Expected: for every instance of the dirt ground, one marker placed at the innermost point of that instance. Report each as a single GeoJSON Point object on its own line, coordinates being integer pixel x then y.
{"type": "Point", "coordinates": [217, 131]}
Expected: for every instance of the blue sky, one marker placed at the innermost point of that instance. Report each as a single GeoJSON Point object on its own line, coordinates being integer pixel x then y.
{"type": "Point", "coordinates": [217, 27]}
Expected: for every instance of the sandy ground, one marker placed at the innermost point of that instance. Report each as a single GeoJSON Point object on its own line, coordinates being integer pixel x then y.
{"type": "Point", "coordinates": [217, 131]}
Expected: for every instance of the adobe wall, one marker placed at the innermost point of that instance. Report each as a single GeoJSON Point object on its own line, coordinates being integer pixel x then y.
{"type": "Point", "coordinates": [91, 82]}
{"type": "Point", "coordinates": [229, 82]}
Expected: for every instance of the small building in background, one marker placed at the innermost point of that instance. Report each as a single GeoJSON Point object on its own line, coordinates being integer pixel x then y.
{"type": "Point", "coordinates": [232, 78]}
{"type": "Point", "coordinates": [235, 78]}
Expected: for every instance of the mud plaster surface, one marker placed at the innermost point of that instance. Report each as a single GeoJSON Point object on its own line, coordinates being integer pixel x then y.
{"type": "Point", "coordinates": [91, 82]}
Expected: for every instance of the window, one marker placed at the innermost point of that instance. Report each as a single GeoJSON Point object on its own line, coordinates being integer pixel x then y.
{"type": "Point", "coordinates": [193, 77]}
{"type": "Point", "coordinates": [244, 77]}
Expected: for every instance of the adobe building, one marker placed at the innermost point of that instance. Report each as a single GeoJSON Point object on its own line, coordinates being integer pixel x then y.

● **TASK BRIEF**
Everything from the line containing "Expected: for every instance of the sandy" to the end of the records must be written out exactly; include both of those lines and no others.

● **TASK ANSWER**
Expected: for every instance of the sandy ground, one marker placed at the innermost point of that instance. Report each as a single GeoJSON Point object on its own line, coordinates being integer pixel x then y.
{"type": "Point", "coordinates": [217, 131]}
Expected: for every instance of the adobe wall, one marker placed at the innermost point of that instance. Report each as a single GeoJSON Point object on its own line, coordinates being integer pixel x then y.
{"type": "Point", "coordinates": [91, 82]}
{"type": "Point", "coordinates": [229, 82]}
Expected: for every instance of the small building in background, one marker placed at the innermost point of that instance. Report each as a single GeoJSON Point object on its own line, coordinates being integer pixel x then y.
{"type": "Point", "coordinates": [232, 78]}
{"type": "Point", "coordinates": [235, 78]}
Expected: for every instance of the mud plaster surface, one marker placed at the innermost point of that instance. Report each as a single GeoJSON Point object on its own line, coordinates being integer pixel x then y.
{"type": "Point", "coordinates": [91, 82]}
Expected: for every instance of the window, one marker placed at the innermost point of that instance. Report each as a single GeoJSON Point object on its own line, coordinates being integer pixel x then y.
{"type": "Point", "coordinates": [193, 77]}
{"type": "Point", "coordinates": [244, 77]}
Expected: for every instance of the adobe building, one marker placed at the innermost point of that instance. Report each as a single GeoJSON Point object on its own line, coordinates being integer pixel x then y.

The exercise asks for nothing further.